RECORDED DATA –
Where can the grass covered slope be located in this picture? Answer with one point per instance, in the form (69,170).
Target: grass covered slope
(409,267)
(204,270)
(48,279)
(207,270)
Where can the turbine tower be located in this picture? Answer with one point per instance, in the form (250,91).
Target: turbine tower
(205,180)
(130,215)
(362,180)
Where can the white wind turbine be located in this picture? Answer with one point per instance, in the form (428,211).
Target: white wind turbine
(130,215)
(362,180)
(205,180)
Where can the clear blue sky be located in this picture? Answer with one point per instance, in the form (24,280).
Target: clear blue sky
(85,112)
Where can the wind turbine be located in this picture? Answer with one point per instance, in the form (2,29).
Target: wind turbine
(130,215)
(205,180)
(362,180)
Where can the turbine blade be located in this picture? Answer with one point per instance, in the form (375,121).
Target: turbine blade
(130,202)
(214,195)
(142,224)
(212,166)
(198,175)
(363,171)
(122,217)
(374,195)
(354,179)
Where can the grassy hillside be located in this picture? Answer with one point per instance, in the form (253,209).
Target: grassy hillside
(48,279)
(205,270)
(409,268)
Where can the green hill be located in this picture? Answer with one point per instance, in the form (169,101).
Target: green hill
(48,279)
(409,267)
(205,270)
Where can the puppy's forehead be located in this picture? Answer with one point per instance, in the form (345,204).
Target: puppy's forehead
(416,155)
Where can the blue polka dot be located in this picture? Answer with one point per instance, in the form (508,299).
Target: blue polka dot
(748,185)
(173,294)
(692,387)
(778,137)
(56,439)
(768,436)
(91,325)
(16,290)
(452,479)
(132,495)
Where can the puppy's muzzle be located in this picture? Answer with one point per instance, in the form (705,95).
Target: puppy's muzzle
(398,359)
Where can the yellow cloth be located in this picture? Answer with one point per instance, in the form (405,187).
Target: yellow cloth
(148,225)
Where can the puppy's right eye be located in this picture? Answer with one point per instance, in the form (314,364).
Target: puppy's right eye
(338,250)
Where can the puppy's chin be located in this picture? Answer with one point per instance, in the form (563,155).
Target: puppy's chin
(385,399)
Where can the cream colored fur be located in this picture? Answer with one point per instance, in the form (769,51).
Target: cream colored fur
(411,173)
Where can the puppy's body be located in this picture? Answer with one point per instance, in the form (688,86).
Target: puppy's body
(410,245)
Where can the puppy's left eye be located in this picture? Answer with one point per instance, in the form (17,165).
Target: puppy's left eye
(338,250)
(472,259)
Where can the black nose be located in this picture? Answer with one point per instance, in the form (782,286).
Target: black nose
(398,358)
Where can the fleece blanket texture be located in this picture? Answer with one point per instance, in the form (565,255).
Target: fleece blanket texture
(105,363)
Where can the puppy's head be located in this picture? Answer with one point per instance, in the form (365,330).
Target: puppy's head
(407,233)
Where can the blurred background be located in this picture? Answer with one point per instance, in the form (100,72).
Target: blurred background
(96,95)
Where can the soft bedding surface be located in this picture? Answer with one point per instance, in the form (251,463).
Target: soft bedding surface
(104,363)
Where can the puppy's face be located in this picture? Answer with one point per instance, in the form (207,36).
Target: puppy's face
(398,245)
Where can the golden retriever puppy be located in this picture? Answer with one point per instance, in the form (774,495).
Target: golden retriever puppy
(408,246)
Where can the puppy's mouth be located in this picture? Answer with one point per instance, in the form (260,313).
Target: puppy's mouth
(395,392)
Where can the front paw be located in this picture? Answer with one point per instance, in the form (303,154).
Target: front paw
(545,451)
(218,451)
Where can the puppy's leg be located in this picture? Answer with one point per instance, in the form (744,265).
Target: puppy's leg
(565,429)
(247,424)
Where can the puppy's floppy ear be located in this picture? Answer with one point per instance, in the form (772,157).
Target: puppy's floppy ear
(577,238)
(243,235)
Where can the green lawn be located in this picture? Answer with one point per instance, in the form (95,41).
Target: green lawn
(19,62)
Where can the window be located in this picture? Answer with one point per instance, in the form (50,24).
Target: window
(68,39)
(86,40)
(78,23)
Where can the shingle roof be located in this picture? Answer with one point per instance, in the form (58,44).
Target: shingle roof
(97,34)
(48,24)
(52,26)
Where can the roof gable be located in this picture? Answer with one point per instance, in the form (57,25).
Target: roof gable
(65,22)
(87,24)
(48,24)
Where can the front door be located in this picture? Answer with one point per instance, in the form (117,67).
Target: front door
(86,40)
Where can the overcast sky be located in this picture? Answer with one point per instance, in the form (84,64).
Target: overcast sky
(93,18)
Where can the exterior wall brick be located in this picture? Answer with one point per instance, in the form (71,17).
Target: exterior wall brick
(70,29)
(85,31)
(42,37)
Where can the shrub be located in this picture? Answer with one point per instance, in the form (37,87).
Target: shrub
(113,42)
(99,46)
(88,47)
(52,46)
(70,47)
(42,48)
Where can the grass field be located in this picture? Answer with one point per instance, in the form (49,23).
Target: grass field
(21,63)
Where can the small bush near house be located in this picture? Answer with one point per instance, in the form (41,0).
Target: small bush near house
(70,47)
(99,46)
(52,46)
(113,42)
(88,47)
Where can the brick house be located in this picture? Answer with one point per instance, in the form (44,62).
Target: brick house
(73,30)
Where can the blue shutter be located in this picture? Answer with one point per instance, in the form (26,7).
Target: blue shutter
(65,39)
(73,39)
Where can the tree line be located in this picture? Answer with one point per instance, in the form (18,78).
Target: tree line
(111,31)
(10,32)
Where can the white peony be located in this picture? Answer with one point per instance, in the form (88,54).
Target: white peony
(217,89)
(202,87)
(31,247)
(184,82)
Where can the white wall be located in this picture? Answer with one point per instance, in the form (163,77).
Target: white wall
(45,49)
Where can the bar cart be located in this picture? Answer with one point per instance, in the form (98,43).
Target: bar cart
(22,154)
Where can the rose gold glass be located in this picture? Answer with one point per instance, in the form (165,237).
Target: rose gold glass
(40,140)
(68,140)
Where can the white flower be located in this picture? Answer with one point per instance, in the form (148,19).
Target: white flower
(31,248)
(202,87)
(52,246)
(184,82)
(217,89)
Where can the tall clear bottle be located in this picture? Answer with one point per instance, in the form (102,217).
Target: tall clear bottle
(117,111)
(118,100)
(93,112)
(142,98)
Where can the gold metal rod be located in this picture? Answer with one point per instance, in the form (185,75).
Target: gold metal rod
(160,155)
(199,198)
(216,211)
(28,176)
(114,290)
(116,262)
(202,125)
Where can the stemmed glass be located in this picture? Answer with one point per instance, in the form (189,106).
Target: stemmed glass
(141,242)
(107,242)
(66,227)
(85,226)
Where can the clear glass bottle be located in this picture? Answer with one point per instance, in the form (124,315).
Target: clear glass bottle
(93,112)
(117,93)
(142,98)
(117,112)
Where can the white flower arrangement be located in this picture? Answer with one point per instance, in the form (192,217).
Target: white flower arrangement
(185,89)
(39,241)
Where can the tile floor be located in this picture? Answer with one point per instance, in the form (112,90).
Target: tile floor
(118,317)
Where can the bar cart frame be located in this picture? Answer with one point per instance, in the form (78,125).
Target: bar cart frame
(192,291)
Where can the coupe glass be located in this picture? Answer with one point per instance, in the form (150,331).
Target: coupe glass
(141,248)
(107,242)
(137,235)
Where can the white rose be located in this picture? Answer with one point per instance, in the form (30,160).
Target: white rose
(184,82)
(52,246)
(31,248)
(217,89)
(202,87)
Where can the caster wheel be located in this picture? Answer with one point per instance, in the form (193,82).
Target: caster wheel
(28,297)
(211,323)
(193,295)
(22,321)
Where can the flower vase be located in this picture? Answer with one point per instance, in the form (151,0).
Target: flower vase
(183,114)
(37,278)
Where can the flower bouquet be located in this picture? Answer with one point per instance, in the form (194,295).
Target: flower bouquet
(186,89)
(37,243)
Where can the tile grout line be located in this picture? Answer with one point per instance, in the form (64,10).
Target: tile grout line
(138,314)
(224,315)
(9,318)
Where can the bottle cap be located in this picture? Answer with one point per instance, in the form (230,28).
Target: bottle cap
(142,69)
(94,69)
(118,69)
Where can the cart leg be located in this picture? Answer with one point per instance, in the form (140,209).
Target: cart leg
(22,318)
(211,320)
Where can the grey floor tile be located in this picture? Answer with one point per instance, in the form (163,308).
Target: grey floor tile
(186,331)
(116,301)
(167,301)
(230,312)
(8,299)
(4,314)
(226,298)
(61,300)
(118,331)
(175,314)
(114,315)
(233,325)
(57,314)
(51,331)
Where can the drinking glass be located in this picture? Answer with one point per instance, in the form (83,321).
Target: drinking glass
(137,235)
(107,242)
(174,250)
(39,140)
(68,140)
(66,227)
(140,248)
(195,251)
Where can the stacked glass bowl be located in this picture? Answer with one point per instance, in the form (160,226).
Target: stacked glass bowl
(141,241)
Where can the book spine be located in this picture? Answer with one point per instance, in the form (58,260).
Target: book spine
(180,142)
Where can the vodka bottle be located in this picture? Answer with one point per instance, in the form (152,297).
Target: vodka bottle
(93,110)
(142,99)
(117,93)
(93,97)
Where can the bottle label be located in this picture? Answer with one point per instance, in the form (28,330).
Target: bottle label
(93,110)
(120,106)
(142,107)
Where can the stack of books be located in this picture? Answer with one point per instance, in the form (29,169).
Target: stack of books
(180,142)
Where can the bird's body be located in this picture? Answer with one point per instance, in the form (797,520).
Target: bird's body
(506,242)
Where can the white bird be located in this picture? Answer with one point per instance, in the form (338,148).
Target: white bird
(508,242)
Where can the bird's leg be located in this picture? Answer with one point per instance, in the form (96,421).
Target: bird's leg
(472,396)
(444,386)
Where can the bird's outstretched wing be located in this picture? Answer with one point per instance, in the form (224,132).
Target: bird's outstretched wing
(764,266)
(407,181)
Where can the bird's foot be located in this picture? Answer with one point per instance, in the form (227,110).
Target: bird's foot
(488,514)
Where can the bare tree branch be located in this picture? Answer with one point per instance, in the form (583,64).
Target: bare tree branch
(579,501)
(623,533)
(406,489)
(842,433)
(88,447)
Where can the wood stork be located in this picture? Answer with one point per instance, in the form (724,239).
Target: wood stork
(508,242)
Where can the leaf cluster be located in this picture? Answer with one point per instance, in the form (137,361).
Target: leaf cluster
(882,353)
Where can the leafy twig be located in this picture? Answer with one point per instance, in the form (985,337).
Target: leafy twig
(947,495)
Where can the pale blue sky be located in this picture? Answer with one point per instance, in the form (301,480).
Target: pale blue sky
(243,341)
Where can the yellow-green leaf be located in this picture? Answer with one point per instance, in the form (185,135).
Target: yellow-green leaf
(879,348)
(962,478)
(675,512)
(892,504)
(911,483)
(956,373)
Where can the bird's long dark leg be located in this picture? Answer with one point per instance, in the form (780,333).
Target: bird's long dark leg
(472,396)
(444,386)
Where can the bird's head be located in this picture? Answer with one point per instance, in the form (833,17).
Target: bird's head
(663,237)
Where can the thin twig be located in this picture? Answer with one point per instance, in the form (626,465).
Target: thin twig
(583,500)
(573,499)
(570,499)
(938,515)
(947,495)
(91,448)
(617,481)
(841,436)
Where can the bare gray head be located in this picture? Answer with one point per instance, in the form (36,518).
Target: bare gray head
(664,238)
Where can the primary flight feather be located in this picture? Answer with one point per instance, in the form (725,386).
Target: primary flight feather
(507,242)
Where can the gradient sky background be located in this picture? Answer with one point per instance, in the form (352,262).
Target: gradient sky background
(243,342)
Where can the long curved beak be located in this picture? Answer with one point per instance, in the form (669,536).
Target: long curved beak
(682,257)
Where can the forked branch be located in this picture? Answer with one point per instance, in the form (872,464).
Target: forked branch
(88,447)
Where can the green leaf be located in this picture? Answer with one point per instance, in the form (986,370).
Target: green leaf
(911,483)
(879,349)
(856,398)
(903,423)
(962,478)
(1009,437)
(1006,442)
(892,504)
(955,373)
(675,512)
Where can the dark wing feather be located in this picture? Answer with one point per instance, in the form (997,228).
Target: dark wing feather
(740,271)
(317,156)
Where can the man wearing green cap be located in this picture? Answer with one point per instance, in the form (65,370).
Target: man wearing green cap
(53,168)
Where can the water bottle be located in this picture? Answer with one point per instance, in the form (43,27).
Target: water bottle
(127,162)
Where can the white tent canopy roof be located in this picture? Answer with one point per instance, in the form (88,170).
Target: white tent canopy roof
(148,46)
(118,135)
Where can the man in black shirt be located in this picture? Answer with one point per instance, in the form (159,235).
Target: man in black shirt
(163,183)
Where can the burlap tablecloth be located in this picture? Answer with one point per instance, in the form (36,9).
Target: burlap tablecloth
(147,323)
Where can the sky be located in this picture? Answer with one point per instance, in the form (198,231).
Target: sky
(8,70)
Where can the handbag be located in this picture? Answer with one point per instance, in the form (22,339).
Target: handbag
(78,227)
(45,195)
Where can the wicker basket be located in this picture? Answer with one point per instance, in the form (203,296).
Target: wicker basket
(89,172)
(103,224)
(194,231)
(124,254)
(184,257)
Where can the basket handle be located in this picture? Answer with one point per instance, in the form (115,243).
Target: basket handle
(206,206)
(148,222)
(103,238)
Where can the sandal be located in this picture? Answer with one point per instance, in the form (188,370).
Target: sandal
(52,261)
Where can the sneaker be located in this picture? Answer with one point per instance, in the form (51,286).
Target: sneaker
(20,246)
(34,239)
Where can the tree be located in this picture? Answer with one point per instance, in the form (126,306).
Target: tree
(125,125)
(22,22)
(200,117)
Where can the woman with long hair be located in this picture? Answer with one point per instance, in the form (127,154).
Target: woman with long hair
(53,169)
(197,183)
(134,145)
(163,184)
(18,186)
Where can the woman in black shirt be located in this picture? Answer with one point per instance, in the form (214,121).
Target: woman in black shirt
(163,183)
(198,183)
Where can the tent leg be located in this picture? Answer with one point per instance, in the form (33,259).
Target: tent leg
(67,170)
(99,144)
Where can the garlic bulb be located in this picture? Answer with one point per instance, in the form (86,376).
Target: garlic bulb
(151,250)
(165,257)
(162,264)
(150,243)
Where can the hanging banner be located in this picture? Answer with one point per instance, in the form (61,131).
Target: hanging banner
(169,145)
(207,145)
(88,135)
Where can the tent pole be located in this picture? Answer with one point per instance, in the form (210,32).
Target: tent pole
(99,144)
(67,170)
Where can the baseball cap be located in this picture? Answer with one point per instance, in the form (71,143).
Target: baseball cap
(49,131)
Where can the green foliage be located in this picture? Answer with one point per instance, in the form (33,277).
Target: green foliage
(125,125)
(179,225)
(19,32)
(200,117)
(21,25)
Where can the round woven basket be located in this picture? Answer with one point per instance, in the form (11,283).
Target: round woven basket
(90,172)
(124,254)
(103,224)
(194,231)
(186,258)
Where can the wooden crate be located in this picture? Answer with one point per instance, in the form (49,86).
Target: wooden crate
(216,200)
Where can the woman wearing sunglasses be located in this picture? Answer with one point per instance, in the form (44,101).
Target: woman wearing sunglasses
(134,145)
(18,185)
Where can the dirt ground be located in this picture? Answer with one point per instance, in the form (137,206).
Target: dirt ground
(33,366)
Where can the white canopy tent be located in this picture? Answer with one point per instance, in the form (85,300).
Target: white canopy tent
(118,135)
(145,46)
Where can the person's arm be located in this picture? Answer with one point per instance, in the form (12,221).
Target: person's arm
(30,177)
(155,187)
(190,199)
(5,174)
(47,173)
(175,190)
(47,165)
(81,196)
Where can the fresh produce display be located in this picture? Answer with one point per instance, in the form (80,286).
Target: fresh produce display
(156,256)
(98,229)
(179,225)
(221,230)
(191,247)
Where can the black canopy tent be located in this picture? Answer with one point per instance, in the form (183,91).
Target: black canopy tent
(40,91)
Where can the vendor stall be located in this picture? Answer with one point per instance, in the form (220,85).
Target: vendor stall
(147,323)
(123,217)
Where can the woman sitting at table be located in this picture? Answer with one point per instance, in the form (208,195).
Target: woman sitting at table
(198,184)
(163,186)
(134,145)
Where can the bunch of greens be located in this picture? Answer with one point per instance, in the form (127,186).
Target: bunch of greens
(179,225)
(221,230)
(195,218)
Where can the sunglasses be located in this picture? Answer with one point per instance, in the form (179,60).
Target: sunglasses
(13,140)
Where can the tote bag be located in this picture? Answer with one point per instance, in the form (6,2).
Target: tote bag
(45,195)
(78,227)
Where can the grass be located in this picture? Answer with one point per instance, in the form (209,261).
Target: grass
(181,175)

ASSIGNMENT – Would you print exactly, and only, the lines of the data above from the line with "Target: turbine tower" through the line with "Where can the turbine blade", inclusive?

EXERCISE SOLUTION –
Target: turbine tower
(205,180)
(130,215)
(362,180)
Where can the white wind turbine be located in this picture? Answer with one point per instance, in the form (428,211).
Target: white wind turbine
(130,215)
(362,180)
(205,180)
Where can the clear blue sky be located in this picture? Answer with one point per instance, in the form (24,280).
Target: clear blue sky
(85,112)
Where can the wind turbine be located in this picture? Answer with one point per instance, in the form (2,29).
Target: wind turbine
(130,215)
(205,180)
(362,180)
Where can the turbine blade be located in this picture? Answer with one point per instance, in the form (375,121).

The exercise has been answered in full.